Part of a data file:
┄┄┄┄┄┄┄┄┄┄┄┄┄┄┄┄┄┄┄┄
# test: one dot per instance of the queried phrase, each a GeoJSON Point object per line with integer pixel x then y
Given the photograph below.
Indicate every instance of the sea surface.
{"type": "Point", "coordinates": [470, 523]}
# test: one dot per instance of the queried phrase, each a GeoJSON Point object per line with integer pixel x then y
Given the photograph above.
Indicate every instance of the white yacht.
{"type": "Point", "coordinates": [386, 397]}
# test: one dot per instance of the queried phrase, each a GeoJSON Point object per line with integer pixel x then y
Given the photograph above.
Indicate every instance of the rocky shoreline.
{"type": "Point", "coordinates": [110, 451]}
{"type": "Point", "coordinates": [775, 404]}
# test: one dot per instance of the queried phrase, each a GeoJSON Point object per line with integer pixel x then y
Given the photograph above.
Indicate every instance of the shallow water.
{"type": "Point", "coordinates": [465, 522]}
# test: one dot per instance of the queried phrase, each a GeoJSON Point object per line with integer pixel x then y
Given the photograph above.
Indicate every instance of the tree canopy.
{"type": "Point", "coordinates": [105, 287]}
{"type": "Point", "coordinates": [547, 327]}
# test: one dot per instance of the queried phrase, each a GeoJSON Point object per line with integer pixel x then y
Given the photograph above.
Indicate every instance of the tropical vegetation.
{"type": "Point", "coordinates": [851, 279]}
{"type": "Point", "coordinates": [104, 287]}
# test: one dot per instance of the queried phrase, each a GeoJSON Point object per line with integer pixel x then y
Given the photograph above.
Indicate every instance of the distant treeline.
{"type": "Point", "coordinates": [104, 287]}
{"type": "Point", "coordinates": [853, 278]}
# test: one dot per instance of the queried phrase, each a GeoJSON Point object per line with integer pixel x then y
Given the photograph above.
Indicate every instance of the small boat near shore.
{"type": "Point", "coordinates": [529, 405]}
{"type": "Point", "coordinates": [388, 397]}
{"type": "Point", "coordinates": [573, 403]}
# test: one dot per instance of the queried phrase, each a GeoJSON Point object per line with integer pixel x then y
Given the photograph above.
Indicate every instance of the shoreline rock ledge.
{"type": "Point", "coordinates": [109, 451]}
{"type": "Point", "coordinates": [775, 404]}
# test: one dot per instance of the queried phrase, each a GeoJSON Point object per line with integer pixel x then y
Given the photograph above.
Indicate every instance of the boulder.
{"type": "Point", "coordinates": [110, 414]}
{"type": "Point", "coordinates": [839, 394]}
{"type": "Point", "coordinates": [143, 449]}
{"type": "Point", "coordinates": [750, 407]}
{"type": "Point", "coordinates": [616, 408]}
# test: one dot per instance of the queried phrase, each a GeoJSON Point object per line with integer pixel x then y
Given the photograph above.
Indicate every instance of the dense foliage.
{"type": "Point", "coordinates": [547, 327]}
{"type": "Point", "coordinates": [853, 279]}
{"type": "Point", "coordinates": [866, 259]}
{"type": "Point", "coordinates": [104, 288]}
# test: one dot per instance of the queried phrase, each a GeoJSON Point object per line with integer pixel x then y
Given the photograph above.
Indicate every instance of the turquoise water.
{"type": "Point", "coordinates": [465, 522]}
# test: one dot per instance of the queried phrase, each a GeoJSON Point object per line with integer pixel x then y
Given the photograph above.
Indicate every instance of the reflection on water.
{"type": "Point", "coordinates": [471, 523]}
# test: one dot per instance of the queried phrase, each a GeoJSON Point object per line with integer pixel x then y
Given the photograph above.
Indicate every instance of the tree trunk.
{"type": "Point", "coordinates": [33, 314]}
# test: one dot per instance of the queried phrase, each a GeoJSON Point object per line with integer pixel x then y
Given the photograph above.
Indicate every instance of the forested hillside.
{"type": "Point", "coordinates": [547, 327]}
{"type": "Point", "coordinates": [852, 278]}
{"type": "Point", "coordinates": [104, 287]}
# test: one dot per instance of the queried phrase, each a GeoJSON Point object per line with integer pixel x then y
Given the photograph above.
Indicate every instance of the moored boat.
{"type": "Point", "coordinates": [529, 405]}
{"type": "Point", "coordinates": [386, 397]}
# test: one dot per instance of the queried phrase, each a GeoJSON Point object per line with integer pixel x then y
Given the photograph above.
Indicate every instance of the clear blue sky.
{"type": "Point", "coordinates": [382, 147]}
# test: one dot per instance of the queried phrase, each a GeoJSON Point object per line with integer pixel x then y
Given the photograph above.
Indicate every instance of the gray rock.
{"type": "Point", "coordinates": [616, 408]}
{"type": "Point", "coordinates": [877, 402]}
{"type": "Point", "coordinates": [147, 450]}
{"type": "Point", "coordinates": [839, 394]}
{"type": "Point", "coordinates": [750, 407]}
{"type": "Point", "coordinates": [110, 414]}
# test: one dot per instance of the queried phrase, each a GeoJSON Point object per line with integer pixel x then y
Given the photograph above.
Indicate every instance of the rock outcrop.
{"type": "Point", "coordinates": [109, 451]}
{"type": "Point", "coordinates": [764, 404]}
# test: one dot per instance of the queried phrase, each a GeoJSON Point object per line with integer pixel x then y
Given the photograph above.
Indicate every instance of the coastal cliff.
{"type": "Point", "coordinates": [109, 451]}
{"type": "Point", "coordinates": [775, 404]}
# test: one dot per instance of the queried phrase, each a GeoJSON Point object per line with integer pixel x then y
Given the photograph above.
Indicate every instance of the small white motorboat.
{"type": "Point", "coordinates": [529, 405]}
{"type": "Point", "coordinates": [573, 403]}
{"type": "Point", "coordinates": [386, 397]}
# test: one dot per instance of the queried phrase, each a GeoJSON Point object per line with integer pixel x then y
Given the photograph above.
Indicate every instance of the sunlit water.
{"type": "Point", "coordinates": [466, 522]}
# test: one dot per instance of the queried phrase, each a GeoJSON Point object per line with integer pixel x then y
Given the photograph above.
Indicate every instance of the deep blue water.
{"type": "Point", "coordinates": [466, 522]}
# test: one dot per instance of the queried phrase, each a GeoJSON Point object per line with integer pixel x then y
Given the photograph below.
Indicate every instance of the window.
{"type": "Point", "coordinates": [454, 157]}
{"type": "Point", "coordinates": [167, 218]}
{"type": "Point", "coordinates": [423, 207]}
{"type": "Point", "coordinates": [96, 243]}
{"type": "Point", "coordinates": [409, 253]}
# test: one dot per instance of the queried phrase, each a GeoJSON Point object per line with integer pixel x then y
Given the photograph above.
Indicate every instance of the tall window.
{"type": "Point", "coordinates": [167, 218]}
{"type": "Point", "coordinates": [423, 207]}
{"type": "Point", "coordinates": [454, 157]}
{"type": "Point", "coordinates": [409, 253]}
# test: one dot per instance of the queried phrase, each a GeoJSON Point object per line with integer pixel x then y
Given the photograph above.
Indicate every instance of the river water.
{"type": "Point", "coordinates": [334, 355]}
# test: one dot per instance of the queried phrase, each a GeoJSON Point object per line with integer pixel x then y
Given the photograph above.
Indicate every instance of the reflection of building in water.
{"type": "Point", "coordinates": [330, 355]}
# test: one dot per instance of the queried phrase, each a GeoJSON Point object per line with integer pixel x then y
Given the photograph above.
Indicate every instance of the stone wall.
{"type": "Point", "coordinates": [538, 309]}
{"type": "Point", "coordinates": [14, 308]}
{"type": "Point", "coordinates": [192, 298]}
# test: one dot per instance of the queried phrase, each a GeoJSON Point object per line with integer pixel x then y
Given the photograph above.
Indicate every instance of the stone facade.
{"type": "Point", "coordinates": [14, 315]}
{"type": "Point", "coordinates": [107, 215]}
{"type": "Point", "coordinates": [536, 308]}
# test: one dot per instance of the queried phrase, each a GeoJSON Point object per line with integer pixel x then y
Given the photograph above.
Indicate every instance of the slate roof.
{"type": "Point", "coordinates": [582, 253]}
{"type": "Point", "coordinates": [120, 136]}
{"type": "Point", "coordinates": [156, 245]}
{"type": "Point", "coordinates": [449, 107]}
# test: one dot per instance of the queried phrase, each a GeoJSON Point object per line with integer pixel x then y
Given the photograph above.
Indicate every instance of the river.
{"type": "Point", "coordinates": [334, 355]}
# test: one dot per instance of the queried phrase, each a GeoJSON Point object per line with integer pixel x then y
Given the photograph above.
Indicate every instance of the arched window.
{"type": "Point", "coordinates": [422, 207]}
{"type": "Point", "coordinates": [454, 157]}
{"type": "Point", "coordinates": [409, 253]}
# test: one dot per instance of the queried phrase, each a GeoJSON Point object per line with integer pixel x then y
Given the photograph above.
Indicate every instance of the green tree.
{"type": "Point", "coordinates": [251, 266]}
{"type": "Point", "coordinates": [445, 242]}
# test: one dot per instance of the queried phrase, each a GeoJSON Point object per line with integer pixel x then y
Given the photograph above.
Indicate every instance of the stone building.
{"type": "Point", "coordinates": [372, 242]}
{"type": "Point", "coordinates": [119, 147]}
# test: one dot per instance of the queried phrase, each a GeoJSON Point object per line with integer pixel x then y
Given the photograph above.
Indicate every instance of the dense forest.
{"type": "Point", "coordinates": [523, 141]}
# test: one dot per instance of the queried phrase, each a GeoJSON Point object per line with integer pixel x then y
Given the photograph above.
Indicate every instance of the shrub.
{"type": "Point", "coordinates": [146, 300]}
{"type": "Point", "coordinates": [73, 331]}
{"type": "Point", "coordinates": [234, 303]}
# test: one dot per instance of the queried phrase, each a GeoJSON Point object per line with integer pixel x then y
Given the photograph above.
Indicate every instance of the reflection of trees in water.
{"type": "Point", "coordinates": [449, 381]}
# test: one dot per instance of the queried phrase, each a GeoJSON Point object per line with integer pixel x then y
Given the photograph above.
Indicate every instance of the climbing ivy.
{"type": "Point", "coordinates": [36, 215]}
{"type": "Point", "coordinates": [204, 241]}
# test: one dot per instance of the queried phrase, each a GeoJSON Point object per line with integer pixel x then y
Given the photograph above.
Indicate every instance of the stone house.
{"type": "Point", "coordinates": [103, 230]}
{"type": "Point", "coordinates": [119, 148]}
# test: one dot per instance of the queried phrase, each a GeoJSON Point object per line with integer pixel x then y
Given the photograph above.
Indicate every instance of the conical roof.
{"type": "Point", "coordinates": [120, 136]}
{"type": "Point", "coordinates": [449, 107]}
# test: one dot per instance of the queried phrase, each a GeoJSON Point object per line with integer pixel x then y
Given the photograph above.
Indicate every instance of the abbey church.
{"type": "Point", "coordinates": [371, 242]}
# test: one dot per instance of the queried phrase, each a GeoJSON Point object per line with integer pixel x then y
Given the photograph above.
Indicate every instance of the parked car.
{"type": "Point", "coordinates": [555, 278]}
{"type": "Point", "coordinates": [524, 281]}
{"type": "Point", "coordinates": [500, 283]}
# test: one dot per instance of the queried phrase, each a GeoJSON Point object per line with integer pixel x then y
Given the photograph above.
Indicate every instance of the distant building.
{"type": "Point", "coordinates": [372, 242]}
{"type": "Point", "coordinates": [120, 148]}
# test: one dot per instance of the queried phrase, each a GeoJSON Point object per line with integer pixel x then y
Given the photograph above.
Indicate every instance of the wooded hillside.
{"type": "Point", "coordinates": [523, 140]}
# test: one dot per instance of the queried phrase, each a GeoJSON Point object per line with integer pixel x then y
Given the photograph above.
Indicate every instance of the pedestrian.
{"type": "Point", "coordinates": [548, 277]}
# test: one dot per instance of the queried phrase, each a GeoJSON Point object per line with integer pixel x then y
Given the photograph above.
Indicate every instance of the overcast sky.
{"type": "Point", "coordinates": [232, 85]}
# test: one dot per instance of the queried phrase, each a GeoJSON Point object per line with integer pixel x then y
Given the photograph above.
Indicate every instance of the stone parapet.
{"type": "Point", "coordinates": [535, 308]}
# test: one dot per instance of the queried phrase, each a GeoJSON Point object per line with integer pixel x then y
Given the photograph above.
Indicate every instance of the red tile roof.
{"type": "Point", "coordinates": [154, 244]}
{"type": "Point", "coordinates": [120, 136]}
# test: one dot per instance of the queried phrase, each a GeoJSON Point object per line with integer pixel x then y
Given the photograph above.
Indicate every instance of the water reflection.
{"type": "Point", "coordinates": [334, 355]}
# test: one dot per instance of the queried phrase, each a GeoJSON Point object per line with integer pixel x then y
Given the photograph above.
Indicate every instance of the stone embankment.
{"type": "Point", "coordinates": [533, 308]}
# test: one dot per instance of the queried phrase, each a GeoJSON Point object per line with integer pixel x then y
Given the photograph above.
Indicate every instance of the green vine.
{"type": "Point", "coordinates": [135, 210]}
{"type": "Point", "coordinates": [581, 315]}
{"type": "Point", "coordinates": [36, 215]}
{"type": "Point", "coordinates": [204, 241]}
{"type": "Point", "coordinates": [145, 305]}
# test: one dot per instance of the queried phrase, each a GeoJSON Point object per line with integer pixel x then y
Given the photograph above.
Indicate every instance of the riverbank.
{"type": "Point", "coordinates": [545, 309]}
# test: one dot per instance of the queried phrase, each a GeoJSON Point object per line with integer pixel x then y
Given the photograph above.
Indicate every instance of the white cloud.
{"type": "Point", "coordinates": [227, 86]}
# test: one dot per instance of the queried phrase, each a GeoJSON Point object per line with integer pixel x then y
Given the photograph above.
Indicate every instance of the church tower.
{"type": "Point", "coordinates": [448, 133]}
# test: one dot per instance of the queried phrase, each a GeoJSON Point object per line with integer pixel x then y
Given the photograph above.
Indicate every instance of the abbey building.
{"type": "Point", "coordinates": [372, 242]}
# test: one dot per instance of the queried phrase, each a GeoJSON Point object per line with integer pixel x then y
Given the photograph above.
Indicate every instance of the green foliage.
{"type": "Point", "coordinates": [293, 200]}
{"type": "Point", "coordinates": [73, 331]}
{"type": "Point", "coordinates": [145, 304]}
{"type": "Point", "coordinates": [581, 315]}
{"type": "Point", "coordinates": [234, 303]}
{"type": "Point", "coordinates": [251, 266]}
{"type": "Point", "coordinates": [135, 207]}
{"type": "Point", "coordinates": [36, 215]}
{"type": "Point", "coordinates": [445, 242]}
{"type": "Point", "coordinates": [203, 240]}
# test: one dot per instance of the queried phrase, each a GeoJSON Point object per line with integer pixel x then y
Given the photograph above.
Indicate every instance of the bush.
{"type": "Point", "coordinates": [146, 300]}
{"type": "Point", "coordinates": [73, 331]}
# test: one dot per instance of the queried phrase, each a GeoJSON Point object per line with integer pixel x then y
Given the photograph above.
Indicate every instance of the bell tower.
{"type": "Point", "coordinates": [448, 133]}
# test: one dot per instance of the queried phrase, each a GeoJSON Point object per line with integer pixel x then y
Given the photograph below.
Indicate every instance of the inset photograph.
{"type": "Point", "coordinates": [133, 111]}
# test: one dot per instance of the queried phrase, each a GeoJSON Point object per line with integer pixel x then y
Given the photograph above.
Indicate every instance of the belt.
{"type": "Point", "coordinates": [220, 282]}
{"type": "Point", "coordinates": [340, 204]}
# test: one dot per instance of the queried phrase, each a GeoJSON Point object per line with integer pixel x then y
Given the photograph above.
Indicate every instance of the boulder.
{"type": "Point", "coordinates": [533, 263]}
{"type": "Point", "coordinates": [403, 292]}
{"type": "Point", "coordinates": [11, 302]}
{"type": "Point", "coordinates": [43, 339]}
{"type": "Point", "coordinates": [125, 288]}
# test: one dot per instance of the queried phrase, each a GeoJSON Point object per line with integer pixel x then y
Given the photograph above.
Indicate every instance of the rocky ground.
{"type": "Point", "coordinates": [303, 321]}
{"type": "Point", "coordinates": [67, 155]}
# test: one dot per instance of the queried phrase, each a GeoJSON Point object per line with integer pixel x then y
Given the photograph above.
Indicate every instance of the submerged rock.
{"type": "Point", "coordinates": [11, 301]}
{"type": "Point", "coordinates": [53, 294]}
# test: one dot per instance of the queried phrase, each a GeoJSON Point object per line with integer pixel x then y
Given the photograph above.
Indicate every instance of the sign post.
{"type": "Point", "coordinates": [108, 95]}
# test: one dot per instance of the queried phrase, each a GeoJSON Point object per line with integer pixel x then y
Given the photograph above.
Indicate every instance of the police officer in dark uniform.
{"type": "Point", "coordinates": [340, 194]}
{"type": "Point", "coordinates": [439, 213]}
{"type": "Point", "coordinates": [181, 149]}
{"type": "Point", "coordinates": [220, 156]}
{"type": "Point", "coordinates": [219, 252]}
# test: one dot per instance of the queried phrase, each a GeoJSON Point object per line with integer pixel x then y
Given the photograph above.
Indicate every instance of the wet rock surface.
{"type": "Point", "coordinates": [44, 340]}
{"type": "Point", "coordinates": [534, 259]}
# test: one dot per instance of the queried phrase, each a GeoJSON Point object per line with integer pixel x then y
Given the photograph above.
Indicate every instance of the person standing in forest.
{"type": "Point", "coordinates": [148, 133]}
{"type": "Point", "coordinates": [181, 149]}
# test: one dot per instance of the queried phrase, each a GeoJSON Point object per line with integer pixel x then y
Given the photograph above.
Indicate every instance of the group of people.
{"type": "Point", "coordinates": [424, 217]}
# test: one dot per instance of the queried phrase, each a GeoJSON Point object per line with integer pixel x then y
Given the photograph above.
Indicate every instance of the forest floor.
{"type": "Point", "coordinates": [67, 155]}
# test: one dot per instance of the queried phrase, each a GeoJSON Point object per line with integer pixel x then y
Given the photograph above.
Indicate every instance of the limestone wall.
┄┄┄┄┄┄┄┄┄┄┄┄┄┄┄┄┄┄┄┄
WHAT IS REQUIRED:
Show every line in the entries above that contains the word "foliage", copying each such line in full.

ANSWER TO THE EXERCISE:
Indicate every instance of the dense foliage.
Indicate every instance of the green foliage.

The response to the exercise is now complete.